--- start of INPUT ROWS ---
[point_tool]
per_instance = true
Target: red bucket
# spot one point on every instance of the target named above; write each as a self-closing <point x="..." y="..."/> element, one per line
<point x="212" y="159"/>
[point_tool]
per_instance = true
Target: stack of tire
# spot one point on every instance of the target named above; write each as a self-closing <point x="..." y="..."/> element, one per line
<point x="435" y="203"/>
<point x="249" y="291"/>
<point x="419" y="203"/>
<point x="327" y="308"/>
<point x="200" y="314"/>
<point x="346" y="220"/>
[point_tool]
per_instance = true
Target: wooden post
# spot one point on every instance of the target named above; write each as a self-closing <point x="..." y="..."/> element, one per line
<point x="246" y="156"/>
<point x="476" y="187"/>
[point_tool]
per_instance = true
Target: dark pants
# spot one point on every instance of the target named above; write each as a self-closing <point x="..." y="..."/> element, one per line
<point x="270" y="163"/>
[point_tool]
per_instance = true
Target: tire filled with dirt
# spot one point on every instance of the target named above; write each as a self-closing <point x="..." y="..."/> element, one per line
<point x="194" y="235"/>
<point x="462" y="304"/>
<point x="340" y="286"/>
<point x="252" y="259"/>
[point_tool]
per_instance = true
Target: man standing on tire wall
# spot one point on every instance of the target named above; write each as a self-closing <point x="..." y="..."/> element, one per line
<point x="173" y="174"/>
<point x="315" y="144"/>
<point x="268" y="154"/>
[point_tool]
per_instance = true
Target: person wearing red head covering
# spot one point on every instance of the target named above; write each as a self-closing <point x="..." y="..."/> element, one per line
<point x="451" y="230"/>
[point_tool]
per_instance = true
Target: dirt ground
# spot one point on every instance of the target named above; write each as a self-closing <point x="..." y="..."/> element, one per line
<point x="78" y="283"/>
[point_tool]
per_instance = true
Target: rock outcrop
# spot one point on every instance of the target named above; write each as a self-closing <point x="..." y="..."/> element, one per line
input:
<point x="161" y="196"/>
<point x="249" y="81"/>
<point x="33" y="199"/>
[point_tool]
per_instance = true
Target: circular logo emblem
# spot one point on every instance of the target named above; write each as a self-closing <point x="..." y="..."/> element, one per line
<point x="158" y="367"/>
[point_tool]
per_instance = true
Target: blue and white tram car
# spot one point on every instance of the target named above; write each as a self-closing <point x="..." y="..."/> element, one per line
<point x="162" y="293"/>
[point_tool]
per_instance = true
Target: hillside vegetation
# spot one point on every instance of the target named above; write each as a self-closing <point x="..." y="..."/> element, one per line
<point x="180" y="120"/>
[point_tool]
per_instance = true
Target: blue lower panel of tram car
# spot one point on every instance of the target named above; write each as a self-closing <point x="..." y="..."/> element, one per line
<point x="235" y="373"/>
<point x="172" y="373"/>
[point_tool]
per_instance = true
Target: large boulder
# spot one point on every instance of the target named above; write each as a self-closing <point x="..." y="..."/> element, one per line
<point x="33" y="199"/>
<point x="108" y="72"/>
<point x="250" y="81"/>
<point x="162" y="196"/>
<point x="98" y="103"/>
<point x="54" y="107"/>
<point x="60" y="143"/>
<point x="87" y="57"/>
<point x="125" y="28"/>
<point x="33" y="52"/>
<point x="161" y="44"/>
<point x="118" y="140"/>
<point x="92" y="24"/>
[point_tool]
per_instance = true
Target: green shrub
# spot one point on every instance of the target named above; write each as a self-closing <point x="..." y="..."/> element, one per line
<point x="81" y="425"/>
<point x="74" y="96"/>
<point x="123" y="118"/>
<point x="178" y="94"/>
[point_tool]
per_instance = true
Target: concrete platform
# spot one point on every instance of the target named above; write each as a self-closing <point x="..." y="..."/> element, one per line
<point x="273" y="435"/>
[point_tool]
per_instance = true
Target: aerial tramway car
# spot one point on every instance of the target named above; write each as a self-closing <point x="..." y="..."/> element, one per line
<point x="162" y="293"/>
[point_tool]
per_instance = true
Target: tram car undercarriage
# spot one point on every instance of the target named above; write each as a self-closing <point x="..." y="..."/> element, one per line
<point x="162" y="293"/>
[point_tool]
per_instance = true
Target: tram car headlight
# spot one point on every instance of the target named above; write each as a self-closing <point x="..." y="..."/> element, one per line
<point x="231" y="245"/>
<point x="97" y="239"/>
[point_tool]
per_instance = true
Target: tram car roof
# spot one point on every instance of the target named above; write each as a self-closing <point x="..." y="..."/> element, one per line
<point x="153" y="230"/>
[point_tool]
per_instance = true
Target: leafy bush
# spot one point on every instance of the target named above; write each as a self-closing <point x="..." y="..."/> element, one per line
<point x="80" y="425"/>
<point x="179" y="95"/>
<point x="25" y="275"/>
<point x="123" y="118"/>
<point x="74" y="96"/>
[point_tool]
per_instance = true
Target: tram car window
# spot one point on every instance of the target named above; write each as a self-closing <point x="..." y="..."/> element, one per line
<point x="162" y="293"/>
--- end of INPUT ROWS ---
▸ WHAT IS REQUIRED
Repeat each of the entries above precisely as given.

▸ COMPLETED EXERCISE
[point_tool]
per_instance = true
Target: red bucket
# spot one point on every instance of the target named above; write each as a self-closing <point x="..." y="..."/> element, one per line
<point x="212" y="159"/>
[point_tool]
per_instance = true
Target: stack of tire
# spot one point on every instance of the target named above; write each as a self-closing <point x="..." y="..."/> element, one per line
<point x="435" y="203"/>
<point x="249" y="291"/>
<point x="419" y="203"/>
<point x="327" y="308"/>
<point x="200" y="314"/>
<point x="346" y="220"/>
[point_tool]
per_instance = true
Target: wooden post
# spot one point on every instance of the target named above; write each as a self-closing <point x="..." y="..."/> element, one per line
<point x="246" y="156"/>
<point x="476" y="187"/>
[point_tool]
per_instance = true
Target: dark pants
# spot one point on every instance of the target named above; write each as a self-closing <point x="..." y="..."/> element, one per line
<point x="270" y="163"/>
[point_tool]
per_instance = true
Target: tire filled with dirt
# spot one point on every instance of the target named above; write each as a self-closing <point x="..." y="..."/> element, one per line
<point x="194" y="235"/>
<point x="462" y="304"/>
<point x="340" y="286"/>
<point x="252" y="259"/>
[point_tool]
per_instance = true
Target: man standing on tire wall
# spot one point on every instance of the target named above; write each as a self-closing <point x="..." y="..."/> element, one per line
<point x="173" y="174"/>
<point x="315" y="144"/>
<point x="268" y="154"/>
[point_tool]
per_instance = true
Target: person wearing red head covering
# spot one point on every instance of the target named above; write each as a self-closing <point x="..." y="..."/> element, one per line
<point x="451" y="230"/>
[point_tool]
per_instance = true
Target: dirt ground
# spot one point on every instance of the target named above; write each as a self-closing <point x="..." y="..."/> element, one per line
<point x="78" y="283"/>
[point_tool]
per_instance = true
Target: rock outcrop
# spot one point on every instance of the target named above; write each as a self-closing <point x="..." y="..."/> element, one per line
input:
<point x="161" y="196"/>
<point x="249" y="81"/>
<point x="33" y="199"/>
[point_tool]
per_instance = true
Target: circular logo emblem
# spot one point on every instance of the target named above; write each as a self-closing <point x="..." y="..."/> element, one per line
<point x="158" y="367"/>
[point_tool]
per_instance = true
Target: blue and white tram car
# spot one point on every instance of the target named above; write each as a self-closing <point x="..." y="..."/> element, one per line
<point x="162" y="293"/>
[point_tool]
per_instance = true
Target: hillside vegetation
# spot one point on every instance of the target named above; write each as a self-closing <point x="..." y="..."/> element, one per line
<point x="180" y="120"/>
[point_tool]
per_instance = true
Target: blue lower panel of tram car
# spot one point on every instance of the target named above; write each as a self-closing <point x="..." y="..."/> element, one per line
<point x="235" y="373"/>
<point x="172" y="373"/>
[point_tool]
per_instance = true
Target: large boulder
# spot one point on every instance of the target named above; write each as a self-closing <point x="..." y="..."/> element, one per line
<point x="33" y="199"/>
<point x="108" y="72"/>
<point x="250" y="81"/>
<point x="162" y="196"/>
<point x="98" y="103"/>
<point x="54" y="107"/>
<point x="60" y="143"/>
<point x="87" y="57"/>
<point x="125" y="28"/>
<point x="33" y="52"/>
<point x="161" y="44"/>
<point x="118" y="140"/>
<point x="92" y="24"/>
[point_tool]
per_instance = true
Target: green shrub
# spot one point on every instance of the target named above; write each as a self-closing <point x="..." y="..."/> element, one per line
<point x="81" y="425"/>
<point x="74" y="96"/>
<point x="123" y="118"/>
<point x="178" y="94"/>
[point_tool]
per_instance = true
Target: concrete platform
# spot one point on every instance of the target named above; write each as a self-closing <point x="..." y="..."/> element, one per line
<point x="273" y="435"/>
[point_tool]
per_instance = true
Target: aerial tramway car
# spot one point on every instance of the target named above; write each as a self-closing <point x="..." y="..."/> element, one per line
<point x="162" y="293"/>
[point_tool]
per_instance = true
Target: tram car undercarriage
# spot one point on every instance of the target named above; write each as a self-closing <point x="..." y="..."/> element, one per line
<point x="162" y="293"/>
[point_tool]
per_instance = true
Target: tram car headlight
# spot one point on every instance of the target named above; write each as a self-closing <point x="..." y="..."/> element, one per line
<point x="231" y="245"/>
<point x="97" y="239"/>
[point_tool]
per_instance = true
Target: tram car roof
# spot one point on every instance of the target named above; write each as a self-closing <point x="..." y="..."/> element, one per line
<point x="153" y="230"/>
[point_tool]
per_instance = true
Target: leafy bush
# spot one point on every instance of the target named above; write each as a self-closing <point x="..." y="..."/> element, one per line
<point x="80" y="425"/>
<point x="179" y="95"/>
<point x="25" y="275"/>
<point x="123" y="118"/>
<point x="74" y="96"/>
[point_tool]
per_instance = true
Target: tram car window
# spot one point on every instance of the target named above; write each as a self-closing <point x="..." y="..."/> element, one per line
<point x="162" y="293"/>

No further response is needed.